__EXERCISE__
Exactly the lines from the one containing "Objective — one dot per instance of the sunglasses" through the end of the listing should be written out, both ends included, and nothing more.

__EXERCISE INPUTS__
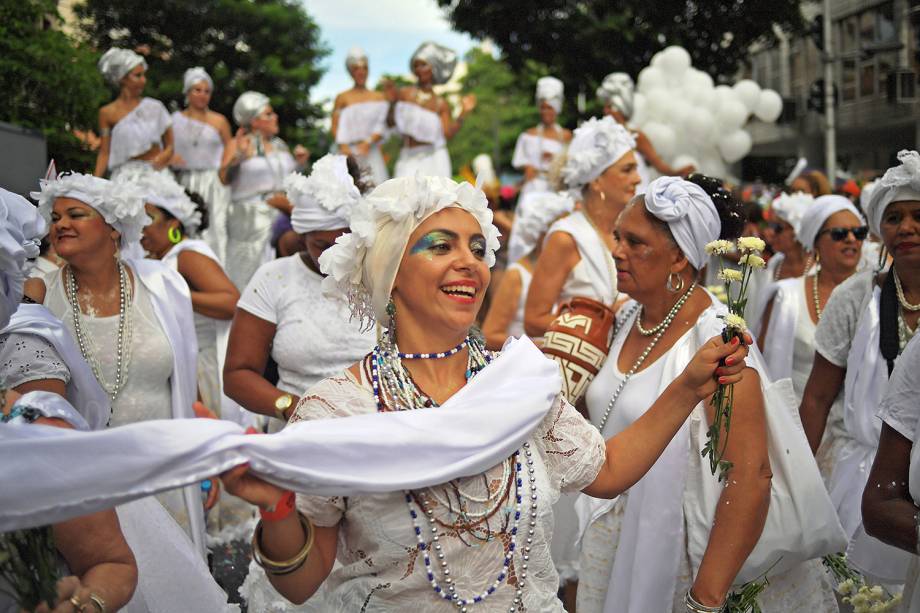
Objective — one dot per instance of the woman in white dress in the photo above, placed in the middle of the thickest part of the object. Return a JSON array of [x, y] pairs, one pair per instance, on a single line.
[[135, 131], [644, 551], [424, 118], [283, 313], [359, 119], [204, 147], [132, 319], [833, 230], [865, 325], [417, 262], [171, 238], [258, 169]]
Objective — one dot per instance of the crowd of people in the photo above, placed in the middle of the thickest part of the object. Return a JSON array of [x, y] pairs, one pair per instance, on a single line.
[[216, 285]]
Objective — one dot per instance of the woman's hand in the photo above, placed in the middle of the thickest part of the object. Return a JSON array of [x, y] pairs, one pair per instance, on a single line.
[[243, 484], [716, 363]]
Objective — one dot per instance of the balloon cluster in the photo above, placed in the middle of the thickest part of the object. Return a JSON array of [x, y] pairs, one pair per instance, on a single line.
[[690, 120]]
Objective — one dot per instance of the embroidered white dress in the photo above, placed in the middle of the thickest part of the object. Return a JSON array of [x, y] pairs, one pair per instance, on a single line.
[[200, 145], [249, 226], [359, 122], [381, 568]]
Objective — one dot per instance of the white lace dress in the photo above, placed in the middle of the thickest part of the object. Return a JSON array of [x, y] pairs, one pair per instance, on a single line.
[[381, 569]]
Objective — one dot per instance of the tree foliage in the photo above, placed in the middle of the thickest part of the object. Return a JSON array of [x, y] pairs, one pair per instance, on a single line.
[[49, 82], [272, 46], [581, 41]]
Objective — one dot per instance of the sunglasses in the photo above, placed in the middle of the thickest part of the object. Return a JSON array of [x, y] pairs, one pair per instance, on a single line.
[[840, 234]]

__SOLUTION FOR THIS PROBLEM__
Objective — one dot per instance of the sunglasses in the photo above, placed in the middle of the thickest part of the object. Return a JSON array of [x, y] pairs, one pair per instance, on a single line.
[[840, 234]]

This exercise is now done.